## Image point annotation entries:
__________________________________________________

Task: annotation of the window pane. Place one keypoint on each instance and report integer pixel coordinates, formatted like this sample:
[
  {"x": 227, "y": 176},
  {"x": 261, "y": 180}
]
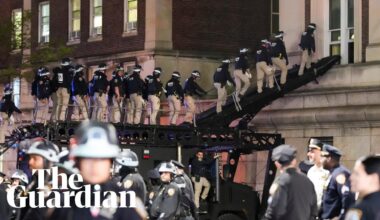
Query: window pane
[
  {"x": 350, "y": 19},
  {"x": 334, "y": 14},
  {"x": 275, "y": 6}
]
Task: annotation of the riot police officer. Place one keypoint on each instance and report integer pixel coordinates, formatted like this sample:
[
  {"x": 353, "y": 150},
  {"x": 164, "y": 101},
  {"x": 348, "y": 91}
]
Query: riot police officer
[
  {"x": 7, "y": 106},
  {"x": 292, "y": 193},
  {"x": 242, "y": 74},
  {"x": 116, "y": 94},
  {"x": 166, "y": 204},
  {"x": 337, "y": 197},
  {"x": 263, "y": 66},
  {"x": 80, "y": 91},
  {"x": 307, "y": 45},
  {"x": 44, "y": 89},
  {"x": 135, "y": 87},
  {"x": 279, "y": 55},
  {"x": 100, "y": 87},
  {"x": 96, "y": 148},
  {"x": 174, "y": 93},
  {"x": 154, "y": 89},
  {"x": 130, "y": 178},
  {"x": 221, "y": 78},
  {"x": 365, "y": 180}
]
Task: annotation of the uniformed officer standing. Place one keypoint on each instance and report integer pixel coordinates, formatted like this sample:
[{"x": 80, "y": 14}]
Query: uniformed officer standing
[
  {"x": 317, "y": 175},
  {"x": 100, "y": 84},
  {"x": 263, "y": 66},
  {"x": 279, "y": 55},
  {"x": 191, "y": 88},
  {"x": 337, "y": 197},
  {"x": 116, "y": 94},
  {"x": 62, "y": 83},
  {"x": 135, "y": 87},
  {"x": 166, "y": 204},
  {"x": 154, "y": 89},
  {"x": 242, "y": 74},
  {"x": 80, "y": 91},
  {"x": 365, "y": 180},
  {"x": 292, "y": 194},
  {"x": 174, "y": 93},
  {"x": 43, "y": 93},
  {"x": 221, "y": 78},
  {"x": 130, "y": 177},
  {"x": 307, "y": 45}
]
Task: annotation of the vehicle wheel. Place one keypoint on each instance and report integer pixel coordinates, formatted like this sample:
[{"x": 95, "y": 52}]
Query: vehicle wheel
[{"x": 229, "y": 216}]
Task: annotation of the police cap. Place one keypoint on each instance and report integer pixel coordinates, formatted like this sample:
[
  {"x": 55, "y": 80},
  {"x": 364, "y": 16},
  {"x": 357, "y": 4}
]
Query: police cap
[
  {"x": 329, "y": 150},
  {"x": 284, "y": 154}
]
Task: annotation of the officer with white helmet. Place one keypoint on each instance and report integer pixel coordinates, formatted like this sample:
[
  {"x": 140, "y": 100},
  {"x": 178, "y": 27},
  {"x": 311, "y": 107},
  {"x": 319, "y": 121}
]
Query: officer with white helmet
[
  {"x": 128, "y": 162},
  {"x": 166, "y": 204}
]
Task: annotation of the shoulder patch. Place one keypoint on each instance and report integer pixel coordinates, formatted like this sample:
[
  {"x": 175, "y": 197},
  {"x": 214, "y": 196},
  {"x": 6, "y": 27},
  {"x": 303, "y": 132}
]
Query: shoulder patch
[
  {"x": 354, "y": 214},
  {"x": 128, "y": 184},
  {"x": 341, "y": 179}
]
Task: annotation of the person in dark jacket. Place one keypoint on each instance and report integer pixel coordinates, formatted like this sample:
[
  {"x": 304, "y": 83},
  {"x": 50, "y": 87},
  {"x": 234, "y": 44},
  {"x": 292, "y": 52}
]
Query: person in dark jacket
[
  {"x": 263, "y": 66},
  {"x": 279, "y": 55},
  {"x": 221, "y": 78},
  {"x": 292, "y": 195},
  {"x": 174, "y": 93},
  {"x": 191, "y": 89},
  {"x": 307, "y": 45}
]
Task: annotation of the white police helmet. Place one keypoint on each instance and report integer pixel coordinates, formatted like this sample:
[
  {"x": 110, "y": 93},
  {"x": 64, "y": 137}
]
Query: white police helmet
[
  {"x": 128, "y": 158},
  {"x": 96, "y": 140},
  {"x": 45, "y": 149},
  {"x": 19, "y": 174}
]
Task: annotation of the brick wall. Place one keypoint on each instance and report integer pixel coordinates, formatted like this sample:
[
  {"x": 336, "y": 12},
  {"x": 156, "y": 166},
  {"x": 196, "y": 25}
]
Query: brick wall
[{"x": 219, "y": 25}]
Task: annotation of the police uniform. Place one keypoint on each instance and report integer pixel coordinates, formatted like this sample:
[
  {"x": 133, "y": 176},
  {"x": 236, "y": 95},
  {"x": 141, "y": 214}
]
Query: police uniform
[
  {"x": 221, "y": 78},
  {"x": 80, "y": 91},
  {"x": 100, "y": 84},
  {"x": 307, "y": 45},
  {"x": 279, "y": 56},
  {"x": 292, "y": 195},
  {"x": 337, "y": 197},
  {"x": 174, "y": 93},
  {"x": 116, "y": 94},
  {"x": 191, "y": 88},
  {"x": 366, "y": 209},
  {"x": 153, "y": 90},
  {"x": 263, "y": 66},
  {"x": 241, "y": 73},
  {"x": 135, "y": 87}
]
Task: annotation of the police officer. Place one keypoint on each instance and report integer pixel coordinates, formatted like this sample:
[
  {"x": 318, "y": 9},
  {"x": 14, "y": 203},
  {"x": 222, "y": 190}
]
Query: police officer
[
  {"x": 317, "y": 174},
  {"x": 154, "y": 89},
  {"x": 100, "y": 86},
  {"x": 279, "y": 55},
  {"x": 242, "y": 74},
  {"x": 130, "y": 178},
  {"x": 44, "y": 89},
  {"x": 7, "y": 106},
  {"x": 96, "y": 149},
  {"x": 174, "y": 93},
  {"x": 62, "y": 83},
  {"x": 337, "y": 197},
  {"x": 263, "y": 66},
  {"x": 187, "y": 204},
  {"x": 365, "y": 180},
  {"x": 116, "y": 94},
  {"x": 307, "y": 45},
  {"x": 292, "y": 193},
  {"x": 135, "y": 87},
  {"x": 221, "y": 78},
  {"x": 191, "y": 88},
  {"x": 80, "y": 91},
  {"x": 166, "y": 204}
]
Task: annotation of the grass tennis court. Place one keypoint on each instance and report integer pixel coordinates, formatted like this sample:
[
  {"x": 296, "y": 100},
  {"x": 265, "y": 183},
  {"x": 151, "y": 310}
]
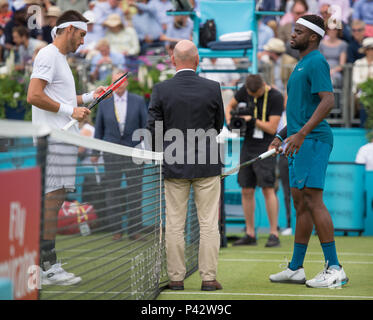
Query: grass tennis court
[{"x": 243, "y": 272}]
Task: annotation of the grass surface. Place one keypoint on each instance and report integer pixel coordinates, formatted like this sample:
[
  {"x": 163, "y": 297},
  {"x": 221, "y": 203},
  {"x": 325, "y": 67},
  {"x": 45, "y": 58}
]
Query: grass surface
[
  {"x": 243, "y": 272},
  {"x": 116, "y": 270}
]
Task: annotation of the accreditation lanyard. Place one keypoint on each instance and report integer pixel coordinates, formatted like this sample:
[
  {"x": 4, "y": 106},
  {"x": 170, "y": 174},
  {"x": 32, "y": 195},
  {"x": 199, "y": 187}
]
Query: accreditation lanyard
[
  {"x": 120, "y": 121},
  {"x": 265, "y": 101}
]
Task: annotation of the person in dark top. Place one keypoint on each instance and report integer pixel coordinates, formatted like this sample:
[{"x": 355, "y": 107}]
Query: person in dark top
[
  {"x": 358, "y": 30},
  {"x": 265, "y": 106}
]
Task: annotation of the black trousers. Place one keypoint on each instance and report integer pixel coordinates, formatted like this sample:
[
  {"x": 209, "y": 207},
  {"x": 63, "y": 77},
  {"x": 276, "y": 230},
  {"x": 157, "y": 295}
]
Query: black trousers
[{"x": 123, "y": 201}]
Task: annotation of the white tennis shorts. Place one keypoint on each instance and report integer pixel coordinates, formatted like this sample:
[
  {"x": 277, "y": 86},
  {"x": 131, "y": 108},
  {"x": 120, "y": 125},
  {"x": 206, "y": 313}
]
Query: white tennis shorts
[{"x": 60, "y": 167}]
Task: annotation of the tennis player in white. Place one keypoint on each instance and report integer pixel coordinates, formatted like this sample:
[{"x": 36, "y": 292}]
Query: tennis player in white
[{"x": 55, "y": 103}]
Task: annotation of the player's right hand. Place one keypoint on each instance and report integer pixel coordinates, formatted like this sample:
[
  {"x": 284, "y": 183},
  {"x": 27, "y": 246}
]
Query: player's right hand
[
  {"x": 276, "y": 143},
  {"x": 80, "y": 113}
]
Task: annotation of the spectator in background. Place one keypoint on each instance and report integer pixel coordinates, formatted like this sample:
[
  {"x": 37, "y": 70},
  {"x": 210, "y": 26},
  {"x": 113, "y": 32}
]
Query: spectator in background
[
  {"x": 2, "y": 43},
  {"x": 162, "y": 7},
  {"x": 261, "y": 125},
  {"x": 264, "y": 34},
  {"x": 225, "y": 79},
  {"x": 358, "y": 31},
  {"x": 292, "y": 14},
  {"x": 365, "y": 155},
  {"x": 90, "y": 39},
  {"x": 122, "y": 39},
  {"x": 335, "y": 52},
  {"x": 104, "y": 61},
  {"x": 280, "y": 62},
  {"x": 180, "y": 28},
  {"x": 333, "y": 20},
  {"x": 361, "y": 72},
  {"x": 5, "y": 13},
  {"x": 363, "y": 10},
  {"x": 298, "y": 10},
  {"x": 102, "y": 10},
  {"x": 117, "y": 118},
  {"x": 19, "y": 18},
  {"x": 26, "y": 47},
  {"x": 51, "y": 16},
  {"x": 77, "y": 5},
  {"x": 313, "y": 6},
  {"x": 341, "y": 9},
  {"x": 146, "y": 24}
]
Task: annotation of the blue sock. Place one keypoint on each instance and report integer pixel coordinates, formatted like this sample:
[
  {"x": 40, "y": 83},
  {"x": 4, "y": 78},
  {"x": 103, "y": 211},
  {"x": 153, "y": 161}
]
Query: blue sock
[
  {"x": 298, "y": 256},
  {"x": 330, "y": 253}
]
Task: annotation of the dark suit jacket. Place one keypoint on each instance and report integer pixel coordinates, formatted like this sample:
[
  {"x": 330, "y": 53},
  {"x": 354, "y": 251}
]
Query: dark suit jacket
[
  {"x": 107, "y": 128},
  {"x": 184, "y": 102}
]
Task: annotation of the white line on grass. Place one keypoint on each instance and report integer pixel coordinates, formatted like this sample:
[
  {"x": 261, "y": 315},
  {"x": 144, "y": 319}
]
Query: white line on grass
[
  {"x": 363, "y": 254},
  {"x": 226, "y": 294},
  {"x": 277, "y": 260},
  {"x": 269, "y": 295}
]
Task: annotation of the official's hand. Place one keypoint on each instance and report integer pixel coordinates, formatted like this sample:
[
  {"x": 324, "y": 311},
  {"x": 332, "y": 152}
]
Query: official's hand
[
  {"x": 98, "y": 91},
  {"x": 294, "y": 143},
  {"x": 80, "y": 113},
  {"x": 276, "y": 143},
  {"x": 246, "y": 118}
]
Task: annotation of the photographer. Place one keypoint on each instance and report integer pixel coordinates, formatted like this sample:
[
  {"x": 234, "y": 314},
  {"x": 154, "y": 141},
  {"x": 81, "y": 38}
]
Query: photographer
[{"x": 258, "y": 124}]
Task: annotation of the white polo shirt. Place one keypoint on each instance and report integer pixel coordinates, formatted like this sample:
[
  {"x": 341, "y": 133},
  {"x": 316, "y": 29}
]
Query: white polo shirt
[
  {"x": 365, "y": 156},
  {"x": 52, "y": 66}
]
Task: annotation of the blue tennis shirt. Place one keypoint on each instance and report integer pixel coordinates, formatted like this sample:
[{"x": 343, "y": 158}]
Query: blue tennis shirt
[{"x": 310, "y": 76}]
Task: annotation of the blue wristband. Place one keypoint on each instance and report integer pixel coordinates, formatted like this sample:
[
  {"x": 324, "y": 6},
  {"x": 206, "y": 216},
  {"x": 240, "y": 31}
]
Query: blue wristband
[{"x": 278, "y": 136}]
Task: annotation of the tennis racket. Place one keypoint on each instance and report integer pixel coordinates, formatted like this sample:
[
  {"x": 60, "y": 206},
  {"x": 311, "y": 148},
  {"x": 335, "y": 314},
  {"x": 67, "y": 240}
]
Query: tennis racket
[
  {"x": 247, "y": 163},
  {"x": 109, "y": 90}
]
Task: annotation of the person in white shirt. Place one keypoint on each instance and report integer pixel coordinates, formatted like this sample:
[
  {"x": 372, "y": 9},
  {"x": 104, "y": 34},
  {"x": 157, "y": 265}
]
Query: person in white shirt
[
  {"x": 365, "y": 155},
  {"x": 54, "y": 102}
]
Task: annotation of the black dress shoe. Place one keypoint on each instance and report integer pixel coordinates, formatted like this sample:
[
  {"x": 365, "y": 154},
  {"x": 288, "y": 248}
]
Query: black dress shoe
[
  {"x": 211, "y": 285},
  {"x": 176, "y": 285}
]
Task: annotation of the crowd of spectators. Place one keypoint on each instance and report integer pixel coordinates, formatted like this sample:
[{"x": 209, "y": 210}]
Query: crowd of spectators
[{"x": 121, "y": 30}]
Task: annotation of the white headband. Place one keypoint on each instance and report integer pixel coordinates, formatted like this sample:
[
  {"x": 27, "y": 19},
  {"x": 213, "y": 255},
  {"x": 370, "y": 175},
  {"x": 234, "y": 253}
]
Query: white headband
[
  {"x": 311, "y": 26},
  {"x": 77, "y": 24}
]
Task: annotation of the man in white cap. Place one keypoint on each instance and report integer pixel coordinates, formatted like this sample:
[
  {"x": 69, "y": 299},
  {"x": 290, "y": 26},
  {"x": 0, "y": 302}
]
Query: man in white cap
[
  {"x": 55, "y": 103},
  {"x": 361, "y": 72},
  {"x": 309, "y": 142}
]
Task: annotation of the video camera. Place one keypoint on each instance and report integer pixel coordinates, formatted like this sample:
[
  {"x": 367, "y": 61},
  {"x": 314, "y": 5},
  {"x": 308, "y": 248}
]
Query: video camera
[{"x": 237, "y": 123}]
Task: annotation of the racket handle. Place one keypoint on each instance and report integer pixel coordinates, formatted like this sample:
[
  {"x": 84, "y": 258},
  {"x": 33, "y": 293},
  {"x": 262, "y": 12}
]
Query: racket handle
[
  {"x": 69, "y": 125},
  {"x": 268, "y": 153}
]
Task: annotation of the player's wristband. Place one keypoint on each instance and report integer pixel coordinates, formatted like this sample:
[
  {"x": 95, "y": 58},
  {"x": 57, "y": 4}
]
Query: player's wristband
[
  {"x": 279, "y": 137},
  {"x": 66, "y": 109},
  {"x": 88, "y": 97}
]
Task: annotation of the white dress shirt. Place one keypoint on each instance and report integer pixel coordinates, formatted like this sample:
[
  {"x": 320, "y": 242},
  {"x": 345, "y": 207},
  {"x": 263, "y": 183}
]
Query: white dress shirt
[{"x": 120, "y": 104}]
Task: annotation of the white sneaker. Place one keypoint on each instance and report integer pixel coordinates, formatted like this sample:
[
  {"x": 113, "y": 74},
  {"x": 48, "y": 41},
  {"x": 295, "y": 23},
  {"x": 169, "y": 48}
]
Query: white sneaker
[
  {"x": 328, "y": 278},
  {"x": 287, "y": 232},
  {"x": 56, "y": 275},
  {"x": 289, "y": 276}
]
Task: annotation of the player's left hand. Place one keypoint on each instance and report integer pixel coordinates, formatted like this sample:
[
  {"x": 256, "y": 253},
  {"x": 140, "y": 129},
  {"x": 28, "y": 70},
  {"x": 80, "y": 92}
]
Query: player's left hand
[
  {"x": 293, "y": 144},
  {"x": 98, "y": 91}
]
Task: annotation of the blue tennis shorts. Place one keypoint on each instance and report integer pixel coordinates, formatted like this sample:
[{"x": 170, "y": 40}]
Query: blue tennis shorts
[{"x": 307, "y": 168}]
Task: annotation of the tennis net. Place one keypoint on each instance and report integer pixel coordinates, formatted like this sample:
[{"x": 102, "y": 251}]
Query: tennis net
[{"x": 110, "y": 227}]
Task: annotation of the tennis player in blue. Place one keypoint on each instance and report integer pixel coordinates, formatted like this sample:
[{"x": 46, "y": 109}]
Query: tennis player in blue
[{"x": 309, "y": 141}]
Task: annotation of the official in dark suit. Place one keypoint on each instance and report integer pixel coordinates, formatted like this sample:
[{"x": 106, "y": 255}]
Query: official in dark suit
[
  {"x": 189, "y": 109},
  {"x": 117, "y": 118}
]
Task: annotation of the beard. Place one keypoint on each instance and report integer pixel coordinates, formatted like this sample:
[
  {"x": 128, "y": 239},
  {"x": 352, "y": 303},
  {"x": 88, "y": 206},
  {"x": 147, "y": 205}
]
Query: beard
[{"x": 299, "y": 46}]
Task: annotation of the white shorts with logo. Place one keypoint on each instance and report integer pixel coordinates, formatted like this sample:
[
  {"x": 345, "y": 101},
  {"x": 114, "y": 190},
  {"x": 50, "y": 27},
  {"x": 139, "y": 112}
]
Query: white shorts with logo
[{"x": 60, "y": 167}]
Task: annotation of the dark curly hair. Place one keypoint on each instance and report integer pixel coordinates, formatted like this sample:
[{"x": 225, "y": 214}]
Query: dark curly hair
[{"x": 316, "y": 20}]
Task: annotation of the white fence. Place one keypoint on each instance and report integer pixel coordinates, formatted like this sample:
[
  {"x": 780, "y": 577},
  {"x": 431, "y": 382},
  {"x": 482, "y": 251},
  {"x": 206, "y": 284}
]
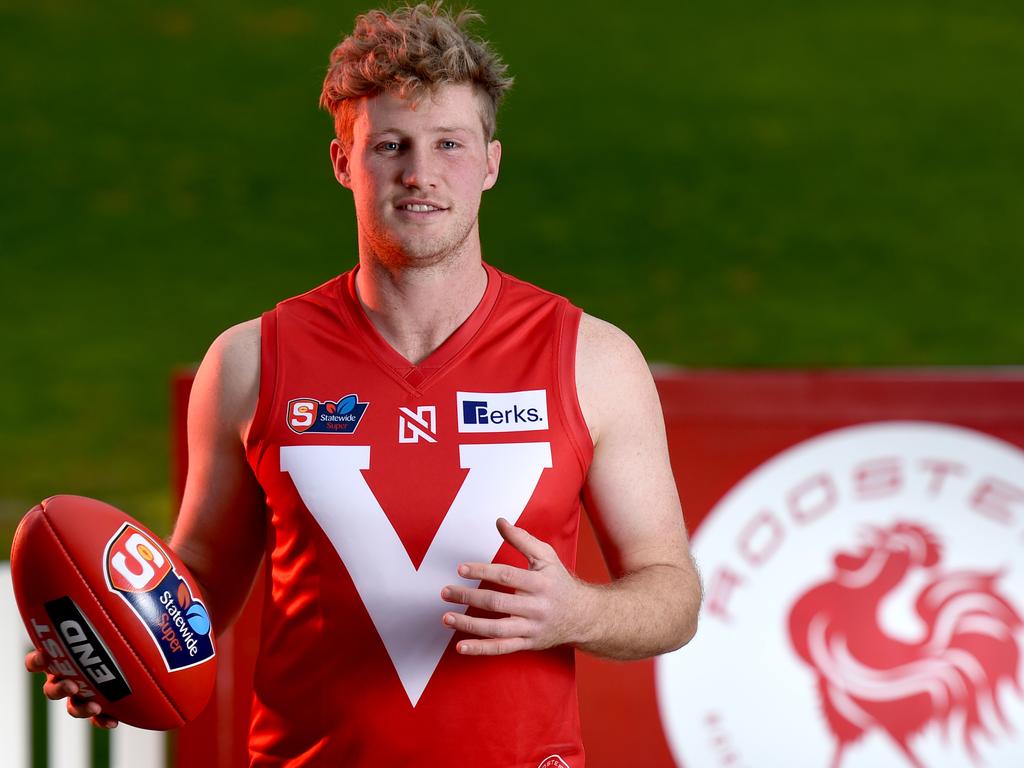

__________________________________________________

## GOAL OF THE EXERCISE:
Copy out every line of the rows above that contains the word "shoe", one line per entry.

## CORRECT RESPONSE:
Task: annotation of the black dress shoe. Place one keypoint on each instance and report integer pixel coordinates, formatted like this sample:
Query: black dress shoe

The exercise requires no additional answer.